Des négociations secrètes, sous l’égide de Pékin, ont permis en avril dernier, à la surprise générale, de réconcilier les ennemis régionaux Saoudiens et Iraniens. Alors, on prend les mêmes méthodes, et on recommence. « La diplomatie des coulisses, c’est la marque de fabrique des Chinois », explique Marco Van der Putten Landau, spécialiste israélien. Ce fin connaisseur de l’Empire du Milieu rappelle que « Pékin, soutient la cause palestinienne. Comme le reste de la communauté internationale, la Chine est aussi favorable à la solution à deux États ».

Mais contrairement au dossier irano-saoudien, où la Chine, deuxième puissance économique mondiale, dispose de leviers à travers ses investissements, Pékin n’a pas vraiment de marge de manœuvre pour jouer au pacificateur avec les Palestiniens, et avec l’inflexible Premier ministre israélien, Benyamin Netanyahu.  Car l’aide chinoise aux Palestiniens est très modeste. « Et en Israël, les Chinois contrôlent uniquement deux terminaux portuaires. Mais rien de très stratégique », affirme le spécialiste. « Toutes les technologies à double usage civil et militaire sont la chasse gardée des Américains. Washington s’oppose farouchement à la présence de la Chine en Israël ».

« Pas de problème, les Chinois ont la culture de la patience », ajoute le spécialiste. « Et à travers leur initiative de développement mondial, lancée en 2021, [pour s’opposer à l’hégémonie occidentale] ils pourraient explorer de nouveaux chemins vers la paix au Moyen-Orient », conclut M. Van der Putten Landau.

**Données enregistrées**
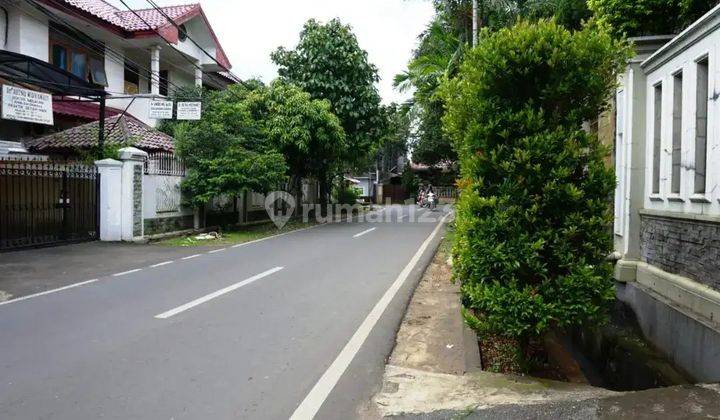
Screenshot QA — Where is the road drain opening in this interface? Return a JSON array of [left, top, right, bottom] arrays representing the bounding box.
[[563, 300, 696, 391], [479, 301, 696, 391]]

**Travail demandé**
(1) D'après le texte sur la diplomatie chinoise au Moyen-Orient, répondez brièvement :
(a) En quel mois les négociations secrètes menées sous l'égide de Pékin ont-elles réconcilié Saoudiens et Iraniens ?
(b) Combien de terminaux portuaires les Chinois contrôlent-ils en Israël ?
(c) En quelle année l'initiative de développement mondial a-t-elle été lancée ?
(2) Reprenez le texte sur la diplomatie chinoise au Moyen-Orient à partir de sa dernière phrase et poursuivez-le.

**Résultats**
(1)
(a) En avril.
(b) Deux.
(c) En 2021.

(2)
Ce n’est pas la première fois que la diplomatie chinoise s’immisce dans l’épineux conflit israélo-palestinien. Alors que les affrontements se sont multipliés entre l’armée israélienne et le mouvement islamiste gazaoui du Jihad islamique entre les 9 et 11 mai, une réunion d’urgence au Conseil de sécurité de l’ONU a été demandée par l’intermédiaire des diplomaties chinoise, émiratie et française. Dans le sillage du réchauffement entre Téhéran et Riyad, Qin Gang, chef de la diplomatie chinoise, a appelé le 17 avril ses homologues israélien et palestinien, Eli Cohen et Riad Malki. « La Chine est préoccupée par les tensions actuelles entre la Palestine et Israël. La tâche urgente à accomplir est de gérer la situation pour empêcher les conflits de s’aggraver ou même de devenir incontrôlables », a alors insisté le ministre chinois des Affaires étrangères. La Chine a par ailleurs rappelé l’importance de la reprise des pourparlers de paix et de la mise en œuvre d’une « solution à deux États ».

Dans un contexte de tensions croissantes à Al-Qods, Pékin a également soutenu le 3 janvier dernier l’initiative des Émirats arabes unis de convoquer le Conseil de sécurité de l’ONU sur le statut de l’esplanade des Mosquées.

Pékin a déjà proposé de servir de médiateur entre Israël et la Palestine dans le passé. Au cours des affrontements entre Gaza et Israël en mai 2021 induits par les tensions à Al-Qods, Pékin a présenté une proposition de paix en quatre points (cessez-le-feu immédiat ; aide humanitaire d’urgence ; obligation d’un soutien international ; retour aux pourparlers de paix avec une solution à deux États).

Pourtant, au début des années 1950, sous l’impulsion de son ministre des Affaires étrangères Zhou Enlai, la diplomatie chinoise avait pris fait et cause pour le non-alignement et les mouvements de libération nationale, dont l’OLP de Yasser Arafat. Le grand timonier reprit même à son compte le narratif arabe sur Israël. Lors d’un discours en 1965, il déclara qu’« Israël et Taïwan sont des bases opérationnelles de l’impérialisme en Asie. Ils ont créé Israël contre les Arabes et Taïwan contre nous.»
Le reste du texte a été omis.